Will you transcribe every row, unchanged, starting with the row that contains "like [[199, 240]]." and continuing through the last row?

━━━━━━

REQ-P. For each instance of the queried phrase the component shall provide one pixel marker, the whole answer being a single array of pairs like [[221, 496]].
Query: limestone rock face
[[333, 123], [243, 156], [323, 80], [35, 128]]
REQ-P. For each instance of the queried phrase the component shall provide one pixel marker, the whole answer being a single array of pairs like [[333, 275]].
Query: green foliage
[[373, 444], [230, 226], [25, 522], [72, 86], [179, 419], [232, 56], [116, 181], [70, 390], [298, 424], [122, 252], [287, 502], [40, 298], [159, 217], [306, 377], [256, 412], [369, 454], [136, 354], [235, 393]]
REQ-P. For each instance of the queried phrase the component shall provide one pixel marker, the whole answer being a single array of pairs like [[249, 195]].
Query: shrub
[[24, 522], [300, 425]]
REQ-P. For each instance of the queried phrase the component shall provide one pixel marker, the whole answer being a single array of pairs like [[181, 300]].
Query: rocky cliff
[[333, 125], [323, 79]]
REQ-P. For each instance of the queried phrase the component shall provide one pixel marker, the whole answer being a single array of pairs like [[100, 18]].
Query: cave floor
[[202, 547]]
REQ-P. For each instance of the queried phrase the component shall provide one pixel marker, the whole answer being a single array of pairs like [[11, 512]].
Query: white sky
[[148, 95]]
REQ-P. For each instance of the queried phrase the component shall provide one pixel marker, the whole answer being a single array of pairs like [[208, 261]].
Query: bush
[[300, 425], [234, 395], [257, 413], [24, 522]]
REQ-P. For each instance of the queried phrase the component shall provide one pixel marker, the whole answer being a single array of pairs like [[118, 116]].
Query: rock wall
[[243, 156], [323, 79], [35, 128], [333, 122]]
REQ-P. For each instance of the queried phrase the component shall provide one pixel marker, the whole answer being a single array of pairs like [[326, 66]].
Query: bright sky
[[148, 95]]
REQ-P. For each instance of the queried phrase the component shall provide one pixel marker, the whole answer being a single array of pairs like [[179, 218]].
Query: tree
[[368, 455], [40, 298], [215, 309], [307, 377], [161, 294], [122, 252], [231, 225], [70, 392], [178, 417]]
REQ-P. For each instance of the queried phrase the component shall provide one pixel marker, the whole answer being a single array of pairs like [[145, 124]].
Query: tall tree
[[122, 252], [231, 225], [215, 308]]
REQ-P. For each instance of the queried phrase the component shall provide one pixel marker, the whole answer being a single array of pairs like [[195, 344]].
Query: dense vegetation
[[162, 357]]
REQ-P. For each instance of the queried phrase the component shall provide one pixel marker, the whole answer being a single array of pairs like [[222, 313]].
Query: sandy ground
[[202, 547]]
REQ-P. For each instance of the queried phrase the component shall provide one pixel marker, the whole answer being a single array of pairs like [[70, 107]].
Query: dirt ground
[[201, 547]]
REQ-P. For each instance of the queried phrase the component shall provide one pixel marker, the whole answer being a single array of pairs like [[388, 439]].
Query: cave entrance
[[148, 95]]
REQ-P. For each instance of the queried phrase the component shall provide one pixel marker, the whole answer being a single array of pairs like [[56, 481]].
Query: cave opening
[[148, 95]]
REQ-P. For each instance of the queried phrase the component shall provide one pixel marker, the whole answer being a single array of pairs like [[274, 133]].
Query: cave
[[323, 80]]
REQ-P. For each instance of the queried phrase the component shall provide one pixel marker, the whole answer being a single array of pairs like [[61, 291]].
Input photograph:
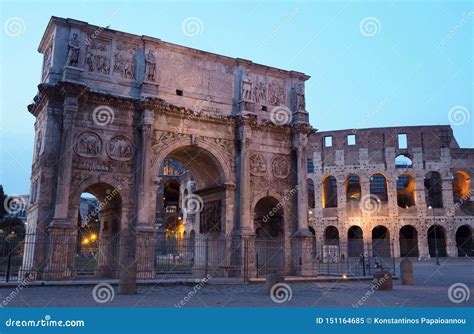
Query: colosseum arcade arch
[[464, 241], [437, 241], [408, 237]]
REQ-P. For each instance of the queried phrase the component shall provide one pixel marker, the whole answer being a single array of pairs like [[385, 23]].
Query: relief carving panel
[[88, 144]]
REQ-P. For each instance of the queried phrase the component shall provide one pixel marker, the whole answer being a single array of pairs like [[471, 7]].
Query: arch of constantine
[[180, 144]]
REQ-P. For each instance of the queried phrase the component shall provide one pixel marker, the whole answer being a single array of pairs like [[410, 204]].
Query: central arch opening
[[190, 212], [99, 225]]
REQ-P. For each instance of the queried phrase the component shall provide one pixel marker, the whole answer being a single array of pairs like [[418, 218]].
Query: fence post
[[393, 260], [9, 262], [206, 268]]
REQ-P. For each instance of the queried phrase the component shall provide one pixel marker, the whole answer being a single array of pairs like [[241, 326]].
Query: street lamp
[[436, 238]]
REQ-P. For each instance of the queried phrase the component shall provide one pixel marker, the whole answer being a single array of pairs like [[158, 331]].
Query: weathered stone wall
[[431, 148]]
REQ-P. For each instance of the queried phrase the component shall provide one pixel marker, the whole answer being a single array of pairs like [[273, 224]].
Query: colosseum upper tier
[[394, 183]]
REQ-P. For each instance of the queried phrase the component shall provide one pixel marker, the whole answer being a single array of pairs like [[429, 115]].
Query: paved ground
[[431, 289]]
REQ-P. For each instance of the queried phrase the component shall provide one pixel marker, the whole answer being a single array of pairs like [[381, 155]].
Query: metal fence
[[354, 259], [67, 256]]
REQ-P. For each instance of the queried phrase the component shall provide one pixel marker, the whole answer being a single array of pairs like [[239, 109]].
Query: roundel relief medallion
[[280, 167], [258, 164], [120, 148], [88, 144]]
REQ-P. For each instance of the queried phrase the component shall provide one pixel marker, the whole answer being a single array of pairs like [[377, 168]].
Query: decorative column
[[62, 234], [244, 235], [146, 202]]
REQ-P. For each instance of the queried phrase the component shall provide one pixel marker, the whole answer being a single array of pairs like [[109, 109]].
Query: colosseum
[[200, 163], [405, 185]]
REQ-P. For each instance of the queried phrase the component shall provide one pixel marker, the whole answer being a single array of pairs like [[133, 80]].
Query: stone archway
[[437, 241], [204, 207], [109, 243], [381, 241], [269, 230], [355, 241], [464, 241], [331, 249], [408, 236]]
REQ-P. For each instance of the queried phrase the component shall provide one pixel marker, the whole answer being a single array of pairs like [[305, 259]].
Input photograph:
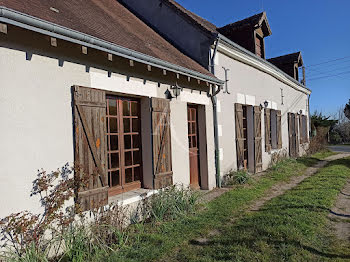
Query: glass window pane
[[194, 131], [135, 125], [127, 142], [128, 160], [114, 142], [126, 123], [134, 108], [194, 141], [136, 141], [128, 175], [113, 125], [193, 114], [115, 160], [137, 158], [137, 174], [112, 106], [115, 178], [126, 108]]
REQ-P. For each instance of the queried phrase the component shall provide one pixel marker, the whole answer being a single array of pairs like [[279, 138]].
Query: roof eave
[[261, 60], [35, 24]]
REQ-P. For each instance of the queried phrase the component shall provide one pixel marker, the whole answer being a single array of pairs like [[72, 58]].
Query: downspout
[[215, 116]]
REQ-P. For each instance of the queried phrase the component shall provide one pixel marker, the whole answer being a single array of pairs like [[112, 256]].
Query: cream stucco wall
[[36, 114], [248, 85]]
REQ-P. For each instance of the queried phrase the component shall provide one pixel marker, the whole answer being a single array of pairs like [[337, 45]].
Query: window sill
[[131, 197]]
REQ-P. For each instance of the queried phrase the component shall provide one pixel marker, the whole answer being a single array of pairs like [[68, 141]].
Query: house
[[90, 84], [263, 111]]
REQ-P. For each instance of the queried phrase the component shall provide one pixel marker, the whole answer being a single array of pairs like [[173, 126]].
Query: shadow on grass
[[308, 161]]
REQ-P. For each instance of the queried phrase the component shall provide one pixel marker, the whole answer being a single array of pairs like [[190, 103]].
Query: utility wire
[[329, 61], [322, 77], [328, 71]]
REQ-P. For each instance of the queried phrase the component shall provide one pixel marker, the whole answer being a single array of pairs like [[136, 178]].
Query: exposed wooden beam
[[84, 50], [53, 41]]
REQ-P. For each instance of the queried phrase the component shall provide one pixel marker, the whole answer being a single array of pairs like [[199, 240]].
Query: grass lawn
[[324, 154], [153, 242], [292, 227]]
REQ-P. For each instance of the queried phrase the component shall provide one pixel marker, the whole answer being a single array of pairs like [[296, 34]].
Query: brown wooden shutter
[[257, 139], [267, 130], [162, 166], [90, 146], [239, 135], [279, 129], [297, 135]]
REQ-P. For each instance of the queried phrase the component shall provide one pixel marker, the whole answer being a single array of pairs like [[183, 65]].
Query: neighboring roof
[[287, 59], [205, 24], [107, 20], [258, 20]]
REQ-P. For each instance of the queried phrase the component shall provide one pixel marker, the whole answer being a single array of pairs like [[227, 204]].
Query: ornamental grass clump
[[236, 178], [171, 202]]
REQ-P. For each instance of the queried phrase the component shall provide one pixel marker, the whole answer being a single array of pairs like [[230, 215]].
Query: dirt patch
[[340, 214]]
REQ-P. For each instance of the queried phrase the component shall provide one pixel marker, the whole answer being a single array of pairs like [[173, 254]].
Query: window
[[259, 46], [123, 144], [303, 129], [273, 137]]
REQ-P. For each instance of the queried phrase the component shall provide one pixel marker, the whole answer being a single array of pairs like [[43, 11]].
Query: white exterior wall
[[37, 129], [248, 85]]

━━━━━━

**FULL ANSWER:**
REQ-P. For each instance of the queried phrase the component shall provide one pixel marker, the whole answer being a single array of pairs like [[199, 240]].
Query: grass lawn
[[324, 154], [153, 242], [292, 227]]
REQ-P. For each instance of the queried phrase the component shall provide one pixel marker, the whole answer being a single array of pairs like [[296, 34]].
Query: brown wooden shutter
[[257, 139], [267, 130], [162, 166], [90, 146], [239, 135], [279, 129], [297, 135]]
REQ-P. For each instance of the queried phrase the component shall provide one pixel marker, the whole answer being a single array of pairs like [[183, 65]].
Query: neighboring roof
[[287, 59], [205, 24], [107, 20], [258, 20]]
REQ-P. For each instance of the queried phrase the component shall provide one pixel marker, the whole answer being a single array of pairs like [[227, 204]].
Query: ornamental grass clump
[[236, 178], [171, 202]]
REQ-P. For each instance of the queried phrase the component shall provide one pixel marker, the whole answer being a single array of pairs like [[230, 215]].
Query: dirt patch
[[340, 214]]
REQ-P. For each instance of the queried phrase the component shall provide one pixel marker, the whole answer being a single array of pairs like [[173, 254]].
Query: window
[[259, 46], [123, 144], [303, 129], [273, 137]]
REQ-P. For each instance of the queried phrase the component shall provide one pixel marker, the whole answer being a single array of pairs like [[43, 11]].
Query: white exterior wall
[[37, 129], [248, 85]]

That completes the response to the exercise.